***** Records for this task
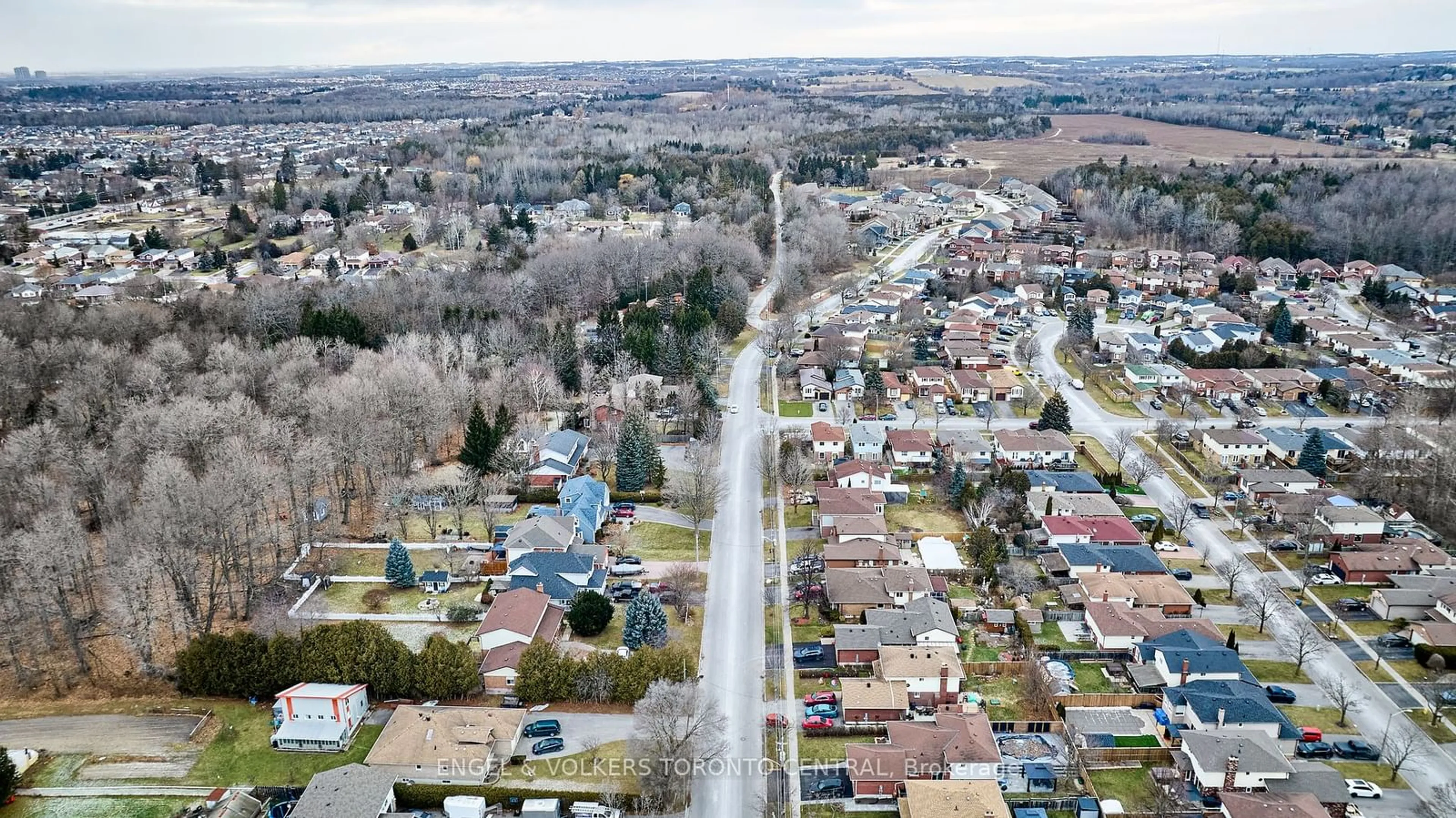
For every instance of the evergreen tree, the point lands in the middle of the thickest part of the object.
(1056, 414)
(445, 669)
(400, 570)
(1282, 324)
(644, 624)
(957, 482)
(1312, 454)
(478, 450)
(590, 613)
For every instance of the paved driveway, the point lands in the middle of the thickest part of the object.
(132, 736)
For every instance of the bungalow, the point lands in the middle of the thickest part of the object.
(910, 449)
(1033, 449)
(1234, 447)
(828, 442)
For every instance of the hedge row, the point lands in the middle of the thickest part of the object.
(433, 797)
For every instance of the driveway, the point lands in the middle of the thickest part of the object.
(116, 736)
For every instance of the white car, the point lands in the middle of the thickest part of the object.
(1360, 788)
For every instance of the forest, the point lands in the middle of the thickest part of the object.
(1394, 213)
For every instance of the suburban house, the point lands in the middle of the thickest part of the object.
(1222, 704)
(319, 718)
(560, 575)
(1033, 449)
(557, 458)
(829, 440)
(1250, 757)
(353, 791)
(477, 741)
(1116, 627)
(511, 624)
(1234, 447)
(957, 747)
(910, 449)
(855, 590)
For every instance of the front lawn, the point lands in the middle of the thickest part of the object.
(1129, 785)
(1323, 718)
(1273, 672)
(795, 409)
(924, 517)
(241, 752)
(660, 542)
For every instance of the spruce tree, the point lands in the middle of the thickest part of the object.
(400, 570)
(478, 450)
(1056, 414)
(1312, 454)
(644, 624)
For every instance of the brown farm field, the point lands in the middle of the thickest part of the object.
(1034, 159)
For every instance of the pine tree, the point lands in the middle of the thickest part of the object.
(957, 482)
(1312, 454)
(478, 450)
(400, 570)
(644, 624)
(1056, 414)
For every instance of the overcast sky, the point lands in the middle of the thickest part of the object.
(123, 36)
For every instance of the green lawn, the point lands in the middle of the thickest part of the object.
(1272, 672)
(1323, 718)
(660, 542)
(1374, 772)
(1130, 785)
(795, 409)
(828, 749)
(98, 807)
(1248, 632)
(924, 517)
(241, 752)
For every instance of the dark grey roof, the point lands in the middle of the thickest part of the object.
(346, 792)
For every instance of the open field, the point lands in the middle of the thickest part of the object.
(1174, 146)
(948, 81)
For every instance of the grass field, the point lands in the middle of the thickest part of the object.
(1272, 672)
(241, 752)
(1323, 718)
(666, 544)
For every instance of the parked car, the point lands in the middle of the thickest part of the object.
(541, 728)
(1357, 750)
(548, 746)
(1360, 788)
(1279, 695)
(1314, 750)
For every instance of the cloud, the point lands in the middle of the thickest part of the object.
(120, 36)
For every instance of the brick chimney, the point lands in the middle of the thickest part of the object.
(1231, 768)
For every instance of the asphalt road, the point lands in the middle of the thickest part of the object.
(1433, 766)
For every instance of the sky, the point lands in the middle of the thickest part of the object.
(137, 36)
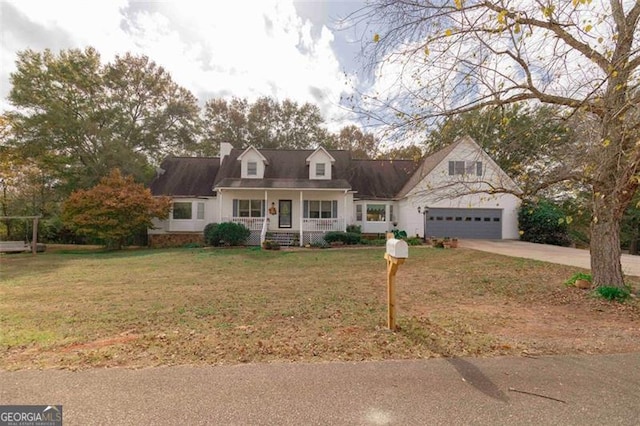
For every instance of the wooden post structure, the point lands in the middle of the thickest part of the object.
(34, 236)
(397, 252)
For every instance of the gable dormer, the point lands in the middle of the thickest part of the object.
(320, 162)
(252, 164)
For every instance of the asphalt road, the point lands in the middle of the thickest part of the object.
(567, 390)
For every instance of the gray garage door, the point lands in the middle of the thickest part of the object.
(465, 223)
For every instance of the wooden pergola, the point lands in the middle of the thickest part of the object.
(34, 238)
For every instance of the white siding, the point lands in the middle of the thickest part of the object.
(440, 190)
(188, 225)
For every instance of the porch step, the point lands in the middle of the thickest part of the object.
(284, 238)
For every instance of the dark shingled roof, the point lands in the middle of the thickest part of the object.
(186, 176)
(284, 164)
(380, 179)
(371, 179)
(284, 183)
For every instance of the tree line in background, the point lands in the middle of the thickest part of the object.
(76, 119)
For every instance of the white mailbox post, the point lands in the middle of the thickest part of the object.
(397, 252)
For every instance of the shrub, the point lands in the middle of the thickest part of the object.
(543, 222)
(357, 229)
(349, 238)
(613, 293)
(578, 276)
(375, 242)
(226, 234)
(414, 241)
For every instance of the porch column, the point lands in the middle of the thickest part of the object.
(344, 212)
(266, 208)
(301, 218)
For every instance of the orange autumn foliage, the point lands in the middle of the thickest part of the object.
(114, 209)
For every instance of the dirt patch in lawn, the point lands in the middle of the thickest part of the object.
(81, 309)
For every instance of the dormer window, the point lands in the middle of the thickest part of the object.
(319, 163)
(465, 168)
(252, 168)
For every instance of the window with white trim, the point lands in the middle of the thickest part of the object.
(252, 168)
(200, 212)
(181, 210)
(248, 208)
(316, 209)
(376, 212)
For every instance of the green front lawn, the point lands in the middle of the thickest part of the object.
(83, 308)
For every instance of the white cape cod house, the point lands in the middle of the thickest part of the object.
(299, 195)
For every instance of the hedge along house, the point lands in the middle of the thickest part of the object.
(296, 196)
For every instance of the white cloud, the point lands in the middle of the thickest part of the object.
(245, 49)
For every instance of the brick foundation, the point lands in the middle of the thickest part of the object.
**********
Problem statement |
Repeat each record exactly as shown above, dropping all images.

Task answer |
For every instance of the evergreen tree, the point lands in the middle of the thickest part of the object.
(1056, 414)
(445, 669)
(400, 570)
(1282, 324)
(644, 624)
(957, 482)
(1312, 454)
(478, 450)
(590, 613)
For every instance of the paved driveway, the point lands in the middle of the thickest part of the object.
(132, 736)
For every instance of the bungalow, the point lands in the middle of the thickest part of the object.
(910, 449)
(1033, 449)
(1234, 447)
(828, 442)
For every instance of the hedge row, the point lands in the middle of the thickest part of the object.
(433, 797)
For every instance of the driveway, the point lands in the middle of the thickest part of the object.
(116, 736)
For every instance of the white car, the point lands in the middle of the thickest part of the object.
(1360, 788)
For every instance of the forest, the point lands in the middle of the thickest part of the object.
(1394, 213)
For every instance of the suburban house, the point lands in the middle of the thickest part of the object.
(1222, 704)
(319, 718)
(560, 575)
(1033, 449)
(557, 458)
(829, 440)
(1250, 757)
(353, 791)
(477, 741)
(1116, 627)
(511, 624)
(1234, 447)
(957, 747)
(910, 449)
(855, 590)
For every instance of the front lawn, the point lands in the middle of the thickest part of the object.
(1129, 785)
(1323, 718)
(1273, 672)
(795, 409)
(924, 517)
(241, 752)
(660, 542)
For every instance of the spruce tree, the point lands in the middle of the thickest part of the object.
(400, 570)
(478, 450)
(1056, 414)
(1312, 454)
(644, 624)
For every instance of the brown farm field, the point lands in the middle of the thickest part of the object.
(1034, 159)
For every instance of the pine tree, the point lands in the middle of the thickest part of the object.
(957, 482)
(1312, 454)
(478, 450)
(400, 570)
(644, 624)
(1056, 414)
For every instance of the overcast sky, the point lands in the middle of the thickest part of the object.
(123, 36)
For every instance of the green lawn, the point lands in the middle of the thickest part of the object.
(1272, 672)
(1323, 718)
(660, 542)
(1374, 772)
(1130, 785)
(795, 409)
(828, 749)
(98, 807)
(1248, 632)
(924, 517)
(241, 752)
For every instance of the dark grey roof, the point lands in the middle of the thickest part of the object.
(346, 792)
For every instance of the open field, the point lands in the middle of the thickest part of the object.
(1174, 146)
(948, 81)
For every instance of the grass field, the point lands in the middle of the thickest part of the object.
(1272, 672)
(241, 752)
(1323, 718)
(666, 544)
For every instance of the parked car, the point lands in the middle of the thickest part of the object.
(541, 728)
(1357, 750)
(548, 746)
(1360, 788)
(1279, 695)
(1314, 750)
For every instance of the cloud, the point lands in the middle of the thickest part of the object.
(120, 36)
For every instance of the brick chimney, the point lands in the middle of the thickest part of the object.
(1231, 768)
For every instance of the asphalt road, the point lands in the middle of the thickest part of the object.
(1433, 766)
For every instance of the sky, the point lands in the middle of the thickest part of the object.
(137, 36)
For every instance of the wooden post structure, the point lands in the middle of the thickest part of the object.
(34, 236)
(397, 252)
For every instance of the gable dormer, the point lands in the middle of the thickest part of the object.
(320, 162)
(252, 164)
For every instance of the asphalt road, the point lands in the middle of the thickest part of the object.
(567, 390)
For every instance of the gray garage door, the point lands in the middle of the thickest part of the object.
(465, 223)
For every instance of the wooden pergola, the point lands in the middle of the thickest part of the object.
(34, 238)
For every instance of the white siding, the point lands in the middle of the thickest part of the object.
(440, 190)
(188, 225)
For every instance of the porch step, the point lands in the middle of the thickest part of the object.
(284, 238)
For every instance of the dark shingled roof, the point lands in the middle of the thickest part of the object.
(186, 176)
(284, 164)
(380, 179)
(371, 179)
(284, 183)
For every instance of the tree line in background, the point lands in the middle of the thickest part of the object.
(76, 119)
For every instance of the white mailbox post, the point lands in the middle of the thickest part of the object.
(397, 252)
For every instance of the shrub, the point lands in the middle of the thickest part of the object.
(543, 222)
(357, 229)
(349, 238)
(613, 293)
(578, 276)
(375, 242)
(226, 234)
(414, 241)
For every instance of the porch column, the point lands in the middle of the thickest part of the object.
(344, 212)
(266, 208)
(301, 218)
For every instance of the orange autumn foliage, the point lands in the middle of the thickest part of the object.
(114, 209)
For every instance of the dirt patch in lawn, the point lands in the middle of the thickest part of the object.
(81, 309)
For every instance of the dormer window, the point lands in the middle of the thickest part of the object.
(319, 163)
(465, 168)
(252, 168)
For every instance of the window with white trim, the point lands in the middle of the thickest part of the object.
(252, 168)
(200, 212)
(181, 210)
(248, 208)
(316, 209)
(376, 212)
For every instance of the green front lawn, the point lands in the middle of the thickest part of the object.
(83, 308)
For every instance of the white cape cod house, the point lands in the middle of the thickest part of the object.
(299, 195)
For every instance of the hedge along house, the point lands in the middle of the thickest part of the object.
(296, 196)
For every instance of the white cloud, the point lands in the middle of the thickest part of the object.
(245, 49)
For every instance of the brick foundation, the point lands in the middle of the thickest part of the object.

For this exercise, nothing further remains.